#### [SUPPLIED DATA]

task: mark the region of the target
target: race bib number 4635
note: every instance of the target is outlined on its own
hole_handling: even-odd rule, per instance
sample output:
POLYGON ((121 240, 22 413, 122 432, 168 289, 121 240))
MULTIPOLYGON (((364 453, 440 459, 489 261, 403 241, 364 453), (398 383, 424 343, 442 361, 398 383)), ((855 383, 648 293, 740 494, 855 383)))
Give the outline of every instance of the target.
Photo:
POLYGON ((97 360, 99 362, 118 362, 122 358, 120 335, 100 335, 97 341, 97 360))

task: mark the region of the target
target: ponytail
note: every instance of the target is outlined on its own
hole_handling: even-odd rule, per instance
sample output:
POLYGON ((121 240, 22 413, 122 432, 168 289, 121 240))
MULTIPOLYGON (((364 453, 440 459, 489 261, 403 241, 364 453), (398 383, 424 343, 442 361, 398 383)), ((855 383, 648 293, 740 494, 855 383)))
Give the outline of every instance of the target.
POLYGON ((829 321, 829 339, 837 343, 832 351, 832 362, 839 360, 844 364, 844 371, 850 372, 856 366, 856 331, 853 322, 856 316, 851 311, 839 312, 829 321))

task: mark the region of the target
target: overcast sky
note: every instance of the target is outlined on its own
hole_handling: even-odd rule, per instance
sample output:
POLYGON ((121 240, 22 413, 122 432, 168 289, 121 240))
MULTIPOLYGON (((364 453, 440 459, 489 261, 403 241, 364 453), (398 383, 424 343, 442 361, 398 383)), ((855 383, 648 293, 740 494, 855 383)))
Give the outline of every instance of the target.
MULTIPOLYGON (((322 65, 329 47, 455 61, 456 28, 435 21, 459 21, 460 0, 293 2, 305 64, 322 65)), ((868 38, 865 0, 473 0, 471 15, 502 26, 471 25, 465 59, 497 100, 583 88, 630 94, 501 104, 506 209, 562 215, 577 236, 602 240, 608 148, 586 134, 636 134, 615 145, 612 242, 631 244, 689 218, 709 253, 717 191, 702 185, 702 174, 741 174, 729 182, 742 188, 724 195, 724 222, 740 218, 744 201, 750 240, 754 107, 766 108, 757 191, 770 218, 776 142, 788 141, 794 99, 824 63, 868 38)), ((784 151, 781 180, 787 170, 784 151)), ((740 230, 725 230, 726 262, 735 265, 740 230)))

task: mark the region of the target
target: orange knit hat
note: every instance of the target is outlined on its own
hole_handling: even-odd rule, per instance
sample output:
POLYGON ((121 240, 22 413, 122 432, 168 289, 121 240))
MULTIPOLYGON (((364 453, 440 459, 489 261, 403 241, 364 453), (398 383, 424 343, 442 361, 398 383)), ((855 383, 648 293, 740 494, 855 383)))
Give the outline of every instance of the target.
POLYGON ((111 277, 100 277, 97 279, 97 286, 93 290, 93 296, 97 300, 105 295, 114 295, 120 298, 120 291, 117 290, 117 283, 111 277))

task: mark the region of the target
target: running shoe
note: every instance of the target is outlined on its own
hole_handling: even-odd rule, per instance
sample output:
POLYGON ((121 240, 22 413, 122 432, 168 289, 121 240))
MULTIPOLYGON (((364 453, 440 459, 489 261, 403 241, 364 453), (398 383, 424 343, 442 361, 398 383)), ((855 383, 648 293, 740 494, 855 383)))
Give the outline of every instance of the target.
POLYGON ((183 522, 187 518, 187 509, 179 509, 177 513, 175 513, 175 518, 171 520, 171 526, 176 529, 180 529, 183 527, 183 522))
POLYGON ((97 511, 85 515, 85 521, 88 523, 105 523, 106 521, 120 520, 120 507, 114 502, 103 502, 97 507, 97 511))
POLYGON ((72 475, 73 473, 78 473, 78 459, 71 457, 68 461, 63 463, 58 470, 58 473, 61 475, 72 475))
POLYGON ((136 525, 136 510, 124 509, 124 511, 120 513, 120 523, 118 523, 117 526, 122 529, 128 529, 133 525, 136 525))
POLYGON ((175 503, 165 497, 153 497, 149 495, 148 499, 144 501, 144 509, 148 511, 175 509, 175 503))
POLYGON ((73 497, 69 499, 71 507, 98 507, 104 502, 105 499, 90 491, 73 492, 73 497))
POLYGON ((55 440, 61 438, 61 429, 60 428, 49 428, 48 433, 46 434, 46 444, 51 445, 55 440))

#### [YOUR GOAL]
Reproduce every line of the records above verbatim, from the first record through the last, without altering a single character.

#### [IN RESPONSE]
task: mark the region of the target
target: race bib number 4635
note: every instance of the target is outlined on its own
hole_handling: even-odd rule, per instance
sample output:
POLYGON ((121 240, 22 413, 122 432, 168 289, 121 240))
MULTIPOLYGON (((364 453, 440 459, 489 261, 403 241, 364 453), (398 383, 424 343, 442 361, 398 383)), ((855 383, 648 293, 740 494, 855 383)))
Give the outline of every instance of the target.
Photo:
POLYGON ((97 360, 99 362, 118 362, 122 358, 120 335, 100 335, 97 341, 97 360))

task: mark the region of the target
target: ponytail
note: every instance of the target is outlined on its own
hole_handling: even-odd rule, per instance
sample output:
POLYGON ((121 240, 22 413, 122 432, 168 289, 121 240))
MULTIPOLYGON (((364 453, 440 459, 489 261, 403 241, 364 453), (398 383, 424 343, 442 361, 398 383)), ((855 383, 648 293, 740 494, 855 383)))
Give the outline of every instance of the target.
POLYGON ((829 321, 829 339, 837 343, 832 351, 832 362, 839 360, 844 364, 844 371, 850 372, 856 366, 856 331, 853 322, 856 316, 851 311, 839 312, 829 321))

task: mark the region of the target
target: overcast sky
note: every instance of the target is outlined on its own
hole_handling: even-odd rule, per instance
sample output:
POLYGON ((121 240, 22 413, 122 432, 168 289, 121 240))
MULTIPOLYGON (((364 453, 440 459, 489 261, 403 241, 364 453), (398 383, 424 343, 442 361, 398 383)), ((855 383, 648 293, 740 494, 855 383)))
Give the outline of every instance of the target.
MULTIPOLYGON (((322 65, 329 47, 455 61, 456 28, 435 21, 459 21, 460 0, 293 2, 305 64, 322 65)), ((868 38, 865 0, 473 0, 471 15, 502 26, 471 25, 465 59, 497 100, 583 88, 630 94, 501 104, 506 209, 562 215, 577 236, 602 240, 608 148, 586 134, 636 134, 615 145, 612 242, 631 244, 689 218, 709 253, 717 191, 702 185, 702 174, 741 174, 729 182, 742 188, 724 195, 724 222, 740 218, 744 201, 750 240, 754 107, 766 108, 757 191, 770 218, 776 142, 788 141, 794 99, 824 63, 868 38)), ((784 151, 781 180, 787 170, 784 151)), ((740 230, 725 230, 726 262, 735 265, 740 230)))

task: mark the region of the target
target: orange knit hat
note: every instance of the target is outlined on its own
hole_handling: even-odd rule, per instance
sample output:
POLYGON ((121 240, 22 413, 122 432, 168 289, 121 240))
MULTIPOLYGON (((364 453, 440 459, 489 261, 403 241, 364 453), (398 383, 424 343, 442 361, 398 383)), ((855 383, 648 293, 740 494, 855 383)))
Give the outline of every instance of the target.
POLYGON ((111 277, 100 277, 97 279, 97 286, 93 290, 93 296, 97 300, 105 295, 114 295, 120 298, 120 291, 117 290, 117 283, 111 277))

task: mark the region of the target
target: running shoe
note: every instance of the target is outlined on its own
hole_handling: even-odd rule, per instance
sample output:
POLYGON ((121 240, 22 413, 122 432, 168 289, 121 240))
MULTIPOLYGON (((364 453, 440 459, 489 261, 403 241, 364 453), (398 383, 424 343, 442 361, 398 383)), ((855 383, 648 293, 740 494, 855 383)))
Give the outline of every instance of the target.
POLYGON ((183 522, 187 518, 187 509, 179 509, 177 513, 175 513, 175 518, 171 520, 171 526, 176 529, 180 529, 183 527, 183 522))
POLYGON ((97 511, 85 515, 85 521, 88 523, 105 523, 106 521, 120 520, 120 507, 114 502, 103 502, 97 507, 97 511))
POLYGON ((72 475, 73 473, 78 473, 78 459, 71 457, 68 461, 63 463, 58 470, 58 473, 61 475, 72 475))
POLYGON ((136 525, 136 510, 124 509, 124 511, 120 513, 120 523, 118 523, 117 526, 122 529, 128 529, 133 525, 136 525))
POLYGON ((175 503, 165 497, 153 497, 149 495, 148 499, 144 501, 144 509, 148 511, 175 509, 175 503))
POLYGON ((73 497, 69 499, 71 507, 98 507, 104 502, 105 499, 90 491, 73 492, 73 497))
POLYGON ((55 440, 61 438, 61 429, 60 428, 49 428, 48 433, 46 434, 46 444, 51 445, 55 440))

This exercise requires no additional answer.